Exercise in exact copying. Transcribe every entry that follows, word for word.

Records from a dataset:
-=-=-=-=-

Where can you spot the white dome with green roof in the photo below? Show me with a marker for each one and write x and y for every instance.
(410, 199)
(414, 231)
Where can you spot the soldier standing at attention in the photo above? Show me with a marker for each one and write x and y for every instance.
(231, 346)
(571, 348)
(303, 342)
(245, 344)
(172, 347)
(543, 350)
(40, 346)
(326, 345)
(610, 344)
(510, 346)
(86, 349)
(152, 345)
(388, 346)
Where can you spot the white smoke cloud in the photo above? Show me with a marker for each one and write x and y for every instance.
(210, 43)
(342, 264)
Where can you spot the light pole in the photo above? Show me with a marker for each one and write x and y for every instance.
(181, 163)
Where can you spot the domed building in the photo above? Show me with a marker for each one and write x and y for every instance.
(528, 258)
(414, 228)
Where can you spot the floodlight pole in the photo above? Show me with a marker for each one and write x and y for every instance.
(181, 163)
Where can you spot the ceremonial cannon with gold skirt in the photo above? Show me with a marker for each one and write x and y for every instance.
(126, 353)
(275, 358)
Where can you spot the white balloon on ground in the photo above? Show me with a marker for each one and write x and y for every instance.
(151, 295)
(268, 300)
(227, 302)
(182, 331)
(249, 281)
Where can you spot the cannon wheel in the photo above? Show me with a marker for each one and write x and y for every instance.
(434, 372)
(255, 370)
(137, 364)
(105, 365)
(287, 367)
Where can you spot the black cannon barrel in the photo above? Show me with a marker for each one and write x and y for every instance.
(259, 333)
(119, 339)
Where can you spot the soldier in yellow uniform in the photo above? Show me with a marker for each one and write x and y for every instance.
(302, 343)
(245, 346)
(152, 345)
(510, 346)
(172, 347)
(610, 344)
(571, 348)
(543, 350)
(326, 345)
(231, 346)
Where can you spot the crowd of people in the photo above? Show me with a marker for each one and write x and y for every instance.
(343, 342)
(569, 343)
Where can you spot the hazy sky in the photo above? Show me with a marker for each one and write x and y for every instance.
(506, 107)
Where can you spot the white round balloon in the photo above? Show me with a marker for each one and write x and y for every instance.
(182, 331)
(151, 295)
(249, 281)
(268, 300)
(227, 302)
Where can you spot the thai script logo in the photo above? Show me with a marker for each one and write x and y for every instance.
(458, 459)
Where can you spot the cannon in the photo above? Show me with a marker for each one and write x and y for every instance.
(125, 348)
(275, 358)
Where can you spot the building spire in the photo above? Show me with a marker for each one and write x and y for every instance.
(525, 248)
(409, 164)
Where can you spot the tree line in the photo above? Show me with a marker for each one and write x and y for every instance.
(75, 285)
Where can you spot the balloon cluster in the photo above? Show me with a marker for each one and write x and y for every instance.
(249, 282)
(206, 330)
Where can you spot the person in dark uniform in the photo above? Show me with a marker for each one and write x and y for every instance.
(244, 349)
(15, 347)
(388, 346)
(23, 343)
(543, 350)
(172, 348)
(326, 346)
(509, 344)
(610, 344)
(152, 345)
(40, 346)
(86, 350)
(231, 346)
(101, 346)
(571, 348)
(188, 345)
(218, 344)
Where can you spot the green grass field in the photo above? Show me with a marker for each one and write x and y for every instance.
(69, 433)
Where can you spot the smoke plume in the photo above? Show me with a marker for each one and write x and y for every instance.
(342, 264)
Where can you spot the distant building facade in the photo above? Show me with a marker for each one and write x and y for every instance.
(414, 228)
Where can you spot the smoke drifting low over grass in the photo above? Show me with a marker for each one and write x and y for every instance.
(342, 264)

-=-=-=-=-

■ **Response**
Where can you spot the white dome with green roof in the photo below? Show me with a marker for each one and write x and y for every instance.
(410, 199)
(414, 231)
Where can you spot the soldier standing at attention in the photo above? Show me with a marker for each one and write x and y for every instance.
(231, 346)
(571, 348)
(303, 342)
(245, 344)
(172, 347)
(543, 350)
(40, 346)
(326, 345)
(610, 344)
(510, 346)
(86, 349)
(152, 345)
(388, 346)
Where can you spot the white smoke cloud in the photo above? Show me with a marker for each one and write x and y for every instance.
(210, 43)
(342, 264)
Where can you spot the light pole in the photo above? Show me with a marker for each one and write x and y for every instance.
(181, 163)
Where can you spot the domed building in the photo above? Show me with a marker for each one and write x and y for every instance.
(528, 258)
(414, 228)
Where can you spot the floodlight pole in the photo above? Show me with a marker for each one and write x and y for every instance.
(181, 163)
Where can you spot the ceremonial cannon with gold skirt in the photo above? Show me with a marker for each one and write x and y for every instance.
(126, 353)
(275, 358)
Where can you spot the white balloon on ground in the photo above? Show me with a marker for each one and write x and y for every instance.
(151, 295)
(268, 300)
(227, 302)
(182, 331)
(249, 281)
Where can you spot the cannon wheel in the photo above? Show me with a marker for each one and write x and y for every instance.
(434, 372)
(255, 370)
(137, 364)
(105, 365)
(287, 367)
Where can you spot the black cannon barrel in the photo above? Show me with a marker for each one and write x and y for every instance.
(259, 333)
(119, 339)
Where can you spot the soldier in yellow uniform in the photo above? Show me with a marker for each one and write x and y for every instance.
(302, 343)
(245, 346)
(152, 345)
(510, 346)
(172, 347)
(610, 344)
(571, 348)
(543, 350)
(326, 345)
(231, 346)
Where can you spot the crowd of people in the photo above? Show me with a marker for each one and write x and y for every instance.
(343, 342)
(569, 343)
Where can you spot the hazy sky in the photo above? Show me with a marker for each one and write x and y for every instance.
(506, 107)
Where can you spot the white round balloon in the photo above? Show me with a marker for each one and write x and y for every instance.
(182, 331)
(151, 295)
(249, 281)
(268, 300)
(227, 302)
Where can you spot the thai script logo in the photo above? Show me with a marker for each one and write x and y for every instance.
(458, 459)
Where can you spot the cannon in the photo above? Show me with a marker for each one and write x and y for every instance.
(125, 348)
(275, 358)
Where can you spot the building spire in the photo above? Show me with a marker for each one and write x and y for every instance.
(525, 248)
(409, 164)
Where can you spot the tree line in the photo above? Show me with a marker for each one and write x and y for every instance.
(75, 285)
Where can you spot the balloon cluster in the photo above? Show me with a marker for each one and write x and y for every instance.
(249, 282)
(206, 330)
Where can you spot the person in dark uniform in the photo above? Show me with a marker for each one and write x and y for every instance.
(244, 349)
(15, 347)
(388, 346)
(23, 343)
(543, 350)
(172, 348)
(326, 346)
(509, 344)
(610, 344)
(152, 345)
(40, 346)
(86, 350)
(231, 346)
(101, 346)
(571, 348)
(188, 345)
(218, 344)
Where can you spot the green grass field in the photo above? Show me with a marker for each one and write x and y for every instance.
(69, 433)
Where can you spot the smoke plume in the photo above? Show me with a marker for each one and write x and y for every instance.
(342, 264)
Where can you spot the distant building facade in the photo above? Show me with a marker for each one and write x and y for every instance.
(414, 228)
Where can you spot the smoke drifting low over grass in the photo above? Show me with a marker for each one and write x and y for every instance.
(342, 264)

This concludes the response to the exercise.